*ABOUT THIS TASK:*
Repeat the entries exactly as they stand.

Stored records
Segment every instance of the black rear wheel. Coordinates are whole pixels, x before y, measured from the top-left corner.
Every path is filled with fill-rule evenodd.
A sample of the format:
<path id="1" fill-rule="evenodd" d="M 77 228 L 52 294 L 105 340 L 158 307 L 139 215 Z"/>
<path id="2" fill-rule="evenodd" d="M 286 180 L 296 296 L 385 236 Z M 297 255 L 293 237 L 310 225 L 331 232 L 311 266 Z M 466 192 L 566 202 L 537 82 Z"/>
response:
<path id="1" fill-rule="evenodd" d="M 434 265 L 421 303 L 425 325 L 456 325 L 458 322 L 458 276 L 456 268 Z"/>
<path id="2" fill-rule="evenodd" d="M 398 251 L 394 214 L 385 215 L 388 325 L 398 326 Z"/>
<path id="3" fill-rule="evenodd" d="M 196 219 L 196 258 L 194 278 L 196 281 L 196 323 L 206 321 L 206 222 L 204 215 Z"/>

*YOUR RESPONSE:*
Segment every instance of the black rear wheel. Coordinates are whole pixels, x before y, measured from the top-left corner.
Every path is filled with fill-rule evenodd.
A sample of the format:
<path id="1" fill-rule="evenodd" d="M 77 228 L 52 294 L 105 340 L 158 307 L 139 215 Z"/>
<path id="2" fill-rule="evenodd" d="M 286 180 L 296 296 L 385 236 Z M 297 255 L 293 237 L 310 225 L 331 232 L 311 266 Z M 466 192 L 566 202 L 537 82 Z"/>
response:
<path id="1" fill-rule="evenodd" d="M 434 265 L 421 303 L 425 325 L 456 325 L 458 322 L 458 276 L 456 268 Z"/>
<path id="2" fill-rule="evenodd" d="M 398 251 L 394 214 L 385 215 L 388 325 L 398 326 Z"/>
<path id="3" fill-rule="evenodd" d="M 196 219 L 196 258 L 194 278 L 196 281 L 196 323 L 206 321 L 206 222 L 204 215 Z"/>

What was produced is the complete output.